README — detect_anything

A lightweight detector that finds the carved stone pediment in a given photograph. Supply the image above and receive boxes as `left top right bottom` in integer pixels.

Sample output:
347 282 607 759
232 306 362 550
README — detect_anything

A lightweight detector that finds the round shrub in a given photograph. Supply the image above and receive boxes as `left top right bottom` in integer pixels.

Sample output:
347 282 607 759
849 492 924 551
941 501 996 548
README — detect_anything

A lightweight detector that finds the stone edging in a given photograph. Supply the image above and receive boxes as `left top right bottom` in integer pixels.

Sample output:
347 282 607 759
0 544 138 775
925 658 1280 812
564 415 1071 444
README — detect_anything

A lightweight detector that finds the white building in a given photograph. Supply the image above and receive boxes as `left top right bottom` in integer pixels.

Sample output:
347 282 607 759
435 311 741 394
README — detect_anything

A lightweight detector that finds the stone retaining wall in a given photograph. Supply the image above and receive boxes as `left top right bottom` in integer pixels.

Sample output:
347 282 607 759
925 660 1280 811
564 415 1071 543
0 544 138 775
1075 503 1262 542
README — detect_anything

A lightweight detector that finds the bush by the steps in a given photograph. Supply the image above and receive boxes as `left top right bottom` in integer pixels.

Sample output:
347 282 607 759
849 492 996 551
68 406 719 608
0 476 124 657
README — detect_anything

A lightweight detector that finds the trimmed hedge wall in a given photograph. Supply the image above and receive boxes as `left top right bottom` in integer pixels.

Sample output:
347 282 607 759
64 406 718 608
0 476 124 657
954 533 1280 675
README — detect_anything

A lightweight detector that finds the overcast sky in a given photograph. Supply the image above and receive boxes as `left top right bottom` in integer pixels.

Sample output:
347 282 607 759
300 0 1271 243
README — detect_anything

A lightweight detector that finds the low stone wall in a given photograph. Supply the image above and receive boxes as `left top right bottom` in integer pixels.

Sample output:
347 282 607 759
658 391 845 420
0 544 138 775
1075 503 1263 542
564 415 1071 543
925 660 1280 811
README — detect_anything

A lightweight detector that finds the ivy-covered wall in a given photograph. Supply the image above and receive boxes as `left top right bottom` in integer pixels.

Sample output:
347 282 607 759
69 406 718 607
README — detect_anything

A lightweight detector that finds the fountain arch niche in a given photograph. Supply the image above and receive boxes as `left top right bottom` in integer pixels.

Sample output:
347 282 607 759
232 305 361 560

---+---

• _TO DO_:
Find every line in the records above that contains the word "stone", and copy each of those lines in full.

• _ANSWER BELOW_:
A lightweight detector that finds the carved stone pediment in a given photograph. Supply the image above and receive boxes as `left top right bottom` in integer pixels.
A lightweight detector that finds the stone edging in a given photograph. Supply the image above and receive boxes as `left top right bottom` in integer pixels.
A lightweight detector that finds the stone retaining wall in a given photograph. Supply the image above and receive boxes as `left top right bottom` in integer pixels.
A lightweight detector that finds the low stone wall in a given photograph. Supply the image above and receive boxes as `left top right bottom` in integer pixels.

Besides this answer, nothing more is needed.